Task instructions
List every line in the records below that contains the word "provided".

Data shown

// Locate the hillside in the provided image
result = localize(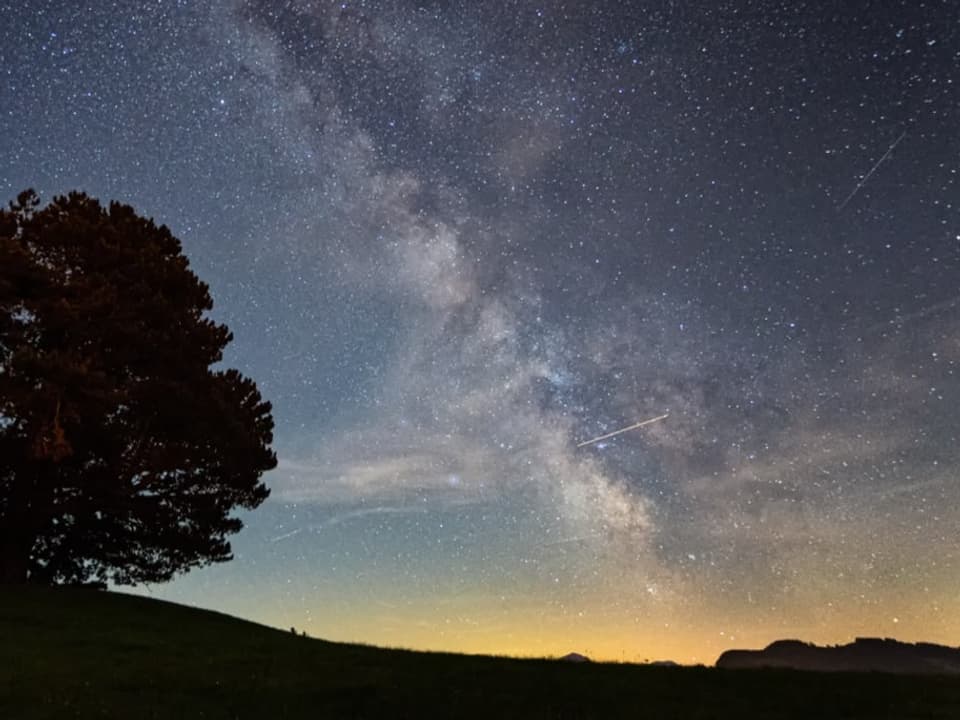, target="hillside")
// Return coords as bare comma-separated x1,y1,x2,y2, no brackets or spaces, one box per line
717,638,960,675
0,588,960,720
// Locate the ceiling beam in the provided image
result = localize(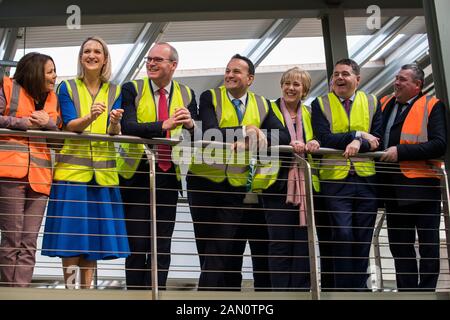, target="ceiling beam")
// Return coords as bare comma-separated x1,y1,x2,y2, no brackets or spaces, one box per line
217,18,300,87
0,28,19,60
111,22,169,84
308,17,414,101
243,19,300,67
360,34,428,96
0,0,422,27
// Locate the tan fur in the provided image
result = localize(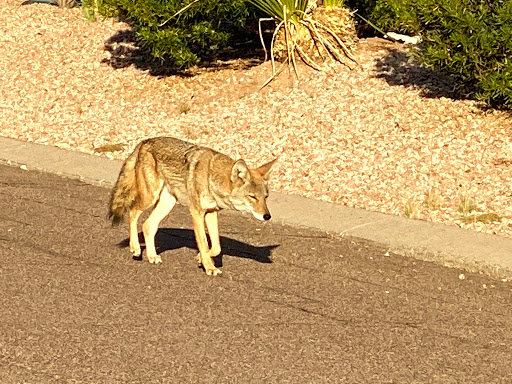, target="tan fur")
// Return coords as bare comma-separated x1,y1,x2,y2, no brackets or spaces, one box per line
109,137,275,275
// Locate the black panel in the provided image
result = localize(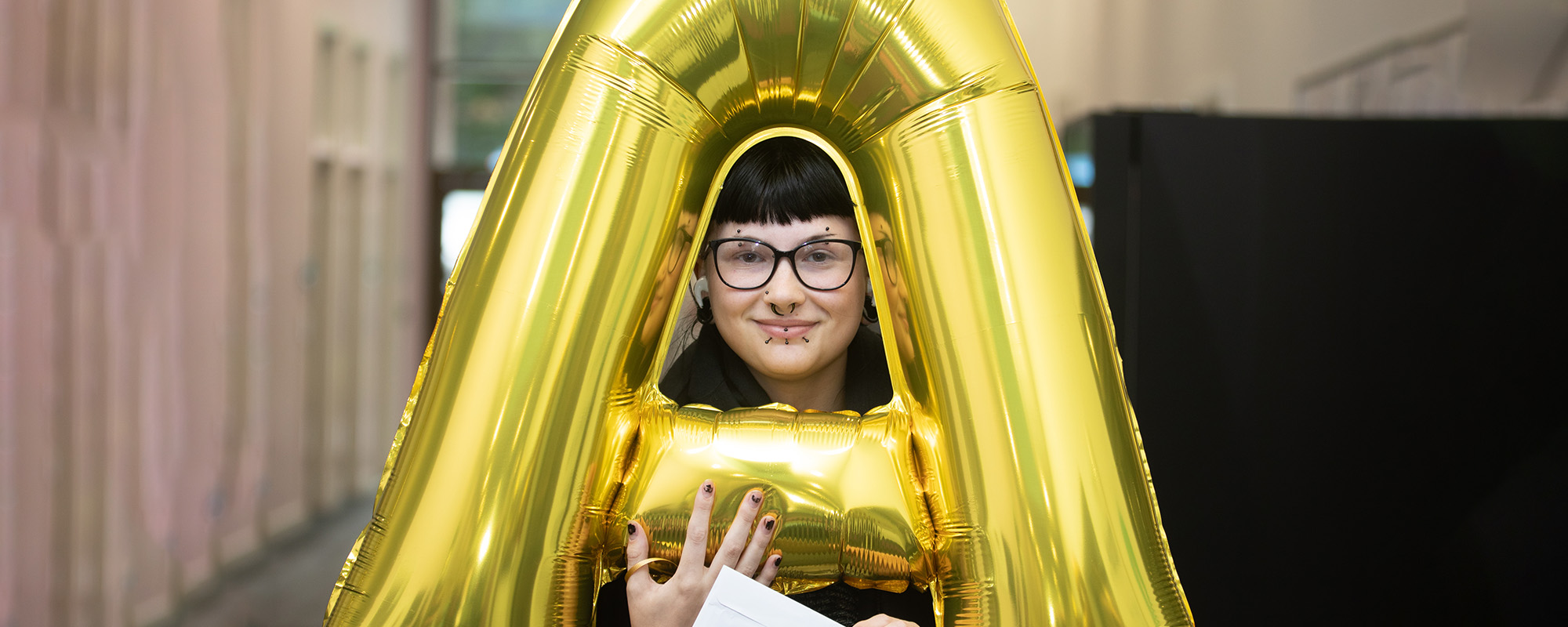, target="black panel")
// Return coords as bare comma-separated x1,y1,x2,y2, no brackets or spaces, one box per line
1093,113,1568,625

Result below
// Locate the hillside in the provided image
// Locate the ceiling beam in the provided image
// Locate the tan fur in the provided image
// Locate the black panel in the provided image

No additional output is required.